§ **Selected text**
::::::::::

The long-billed woodcreeper (Nasica longirostris) is a sub-oscine passerine bird in subfamily Dendrocolaptinae of the ovenbird family Furnariidae. It is found in Bolivia, Brazil, Colombia, Ecuador, French Guiana, Peru, and Venezuela.

==Taxonomy and systematics==

The long-billed woodcreeper is the only member of genus Nasica. It is monotypic: No subspecies are recognized. Its closest relative is the cinnamon-throated woodcreeper (Dendrexetastes rufigula).

The population south of the Amazon River has significantly longer bills than those birds north of the river, and has been treated by some authors as subspecies N. l. australis.

==Description==

The long-billed woodcreeper is one of the largest woodcreepers, with a slim body, small head, long neck, long tail, and an exceptionally long, slightly decurved, bill. It is 34 to 36 cm long and weighs 78 to 92 g. The sexes are alike. The adult's crown, nape, and auricular area are blackish brown with whitish buff streaks. It has a white supercilium, throat, and foreneck. Its back, rump, wings, and tail are bright cinnamon-rufous to rufous-chestnut. The tips of its outermost primaries are dark brown. Its breast and sides are streaked black and white; the rest of its underparts are olive-buff with spots and bars. Its iris is yellowish brown, reddish brown, or dark brown. Its bill is ivory to light gray or yellowish gray, often with a dusky base to the mandible. Its legs and feet are gray to brown. Juvenile birds have paler underparts than adults, sometimes with faint barring on the belly, and with paler and less distinct streaks on the breast.

==Distribution and habitat==

The long-billed woodcreeper is found in the Orinoco River Basin of southern Venezuela and in the Amazon Basin from eastern Colombia, central Ecuador, north-central and eastern Peru, and northern Bolivia through Amazonian Brazil to the Atlantic Ocean in the states of Amapá, Pará, and Maranhão. Its range also extends north into central and eastern French Guiana. It is seldom far from water, and primarily inhabits the interior and edges of várzea, river-edge, and swamp forests and on well-forested river islands. It occurs somewhat less frequently in terra firme and cerrado gallery forests. In elevation it mostly occurs below 300 m. In Colombia and Ecuador it reaches 400 m, and is found up to 500 m in some other places.

==Behavior==
===Movement===

The long-billed woodcreeper is a year-round resident throughout its range.

===Feeding===

The long-billed woodcreeper usually forages by itself, but also in pairs and sometimes in mixed-species feeding flocks. It hitches along trunks and large branches from the forest's mid-level to the canopy and also creeps and probes among living and dead leaf clusters, epiphytes, bark crevices, and palm fronds. It sometimes feeds on prey fleeing army ant swarms but does not habitually follow swarms. Its diet is not known in detail but appears to be mainly arthropods and also includes small reptiles and amphibians.

===Breeding===

The long-billed woodcreeper's breeding season is not well defined but appears to include at least January to May. A nest was discovered in a tree cavity 4 m above the ground. Both parents were feeding nestlings. The clutch size, incubation period, time to fledging, and other details of parental care are not known.

===Vocalization===

The long-billed woodcreeper sings during the day, but infrequently. Its song is a "[l]oud and far-carrying...series of 3-4 eerie and plaintive whistles, e.e. 't w o o o o o ó o o...t w o o o o o ó o o'." It is also described as "loud melancholy-sounding, drawn-out calls 'wuuuueet' " repeated three or four times. Its calls include "chat-ak", "chat-at-at", "chuckling notes", "weetut", and "weet-erweet".

==Status==

The IUCN has assessed the long-billed woodcreeper as being of Least Concern. It has a very large range, but its population size is not known and is believed to be decreasing. No immediate threats have been identified. It is considered generally uncommon to fairly common though rare at the fringes of its range in Bolivia and French Guiana. It is thought to be "highly sensitive to habitat modification and disturbance."

::::::::::

§ **Recorded information**
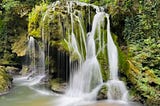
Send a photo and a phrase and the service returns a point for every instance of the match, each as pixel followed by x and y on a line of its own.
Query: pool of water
pixel 24 95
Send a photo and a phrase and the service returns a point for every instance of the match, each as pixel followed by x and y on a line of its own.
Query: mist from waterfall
pixel 116 88
pixel 35 60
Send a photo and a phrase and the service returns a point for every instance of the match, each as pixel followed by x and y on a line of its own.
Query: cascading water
pixel 116 88
pixel 36 64
pixel 88 75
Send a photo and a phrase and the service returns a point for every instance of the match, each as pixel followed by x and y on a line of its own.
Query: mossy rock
pixel 20 45
pixel 57 85
pixel 5 80
pixel 102 94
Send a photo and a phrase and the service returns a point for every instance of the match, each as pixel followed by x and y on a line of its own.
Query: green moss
pixel 20 45
pixel 4 80
pixel 61 45
pixel 34 28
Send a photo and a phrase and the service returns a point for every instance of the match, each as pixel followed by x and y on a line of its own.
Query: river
pixel 24 95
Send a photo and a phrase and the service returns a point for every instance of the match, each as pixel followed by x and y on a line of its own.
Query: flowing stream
pixel 85 82
pixel 24 95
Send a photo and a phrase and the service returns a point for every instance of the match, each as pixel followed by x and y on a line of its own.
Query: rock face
pixel 5 80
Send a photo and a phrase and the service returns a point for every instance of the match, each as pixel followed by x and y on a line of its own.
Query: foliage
pixel 4 80
pixel 34 20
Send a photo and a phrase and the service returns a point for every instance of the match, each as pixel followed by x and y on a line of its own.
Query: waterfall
pixel 36 62
pixel 116 88
pixel 88 75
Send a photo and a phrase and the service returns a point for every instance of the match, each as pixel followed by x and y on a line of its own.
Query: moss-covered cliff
pixel 5 80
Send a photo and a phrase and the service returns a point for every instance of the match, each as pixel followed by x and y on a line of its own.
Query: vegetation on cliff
pixel 136 23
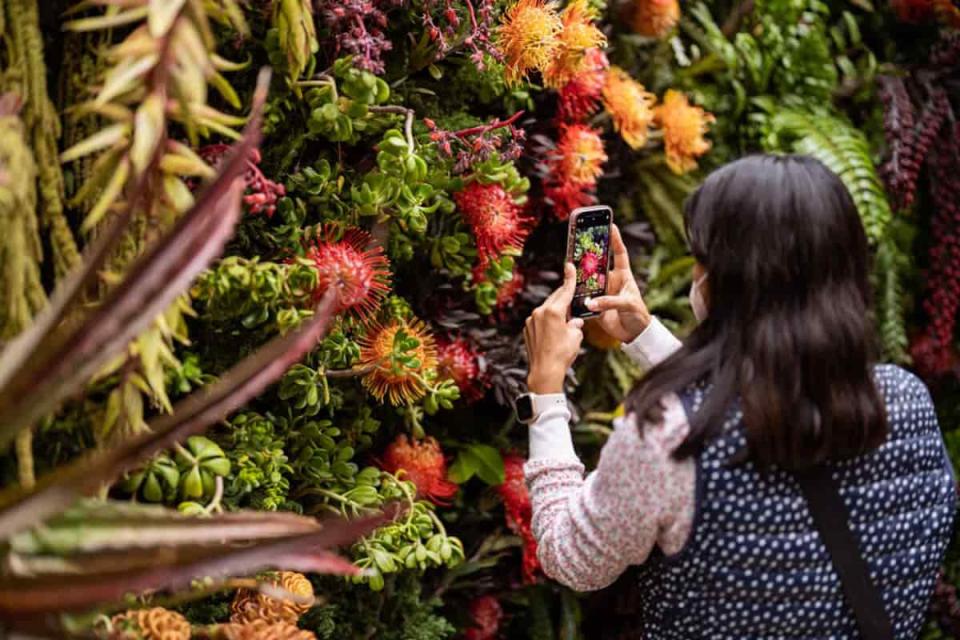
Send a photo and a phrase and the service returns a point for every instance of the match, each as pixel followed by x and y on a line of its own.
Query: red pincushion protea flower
pixel 516 503
pixel 422 462
pixel 486 613
pixel 458 360
pixel 589 264
pixel 580 98
pixel 497 221
pixel 261 194
pixel 359 271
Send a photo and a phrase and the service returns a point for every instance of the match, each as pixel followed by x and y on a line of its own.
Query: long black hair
pixel 788 332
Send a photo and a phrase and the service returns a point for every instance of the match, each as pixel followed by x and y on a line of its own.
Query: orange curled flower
pixel 528 38
pixel 401 357
pixel 579 155
pixel 579 35
pixel 684 127
pixel 423 463
pixel 354 267
pixel 580 98
pixel 630 106
pixel 654 18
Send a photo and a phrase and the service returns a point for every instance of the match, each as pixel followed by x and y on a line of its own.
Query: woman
pixel 698 483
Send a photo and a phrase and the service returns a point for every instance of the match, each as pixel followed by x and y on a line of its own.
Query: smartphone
pixel 588 248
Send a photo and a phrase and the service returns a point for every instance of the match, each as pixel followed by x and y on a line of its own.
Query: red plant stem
pixel 484 128
pixel 473 16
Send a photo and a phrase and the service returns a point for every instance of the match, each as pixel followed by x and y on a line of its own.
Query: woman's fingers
pixel 621 259
pixel 563 296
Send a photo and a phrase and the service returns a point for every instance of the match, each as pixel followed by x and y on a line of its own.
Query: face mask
pixel 697 302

::::::::::

§ **Exercise goal**
Using the text on the long-billed woodcreeper, name the bird's closest relative.

§ **Task response**
The cinnamon-throated woodcreeper (Dendrexetastes rufigula).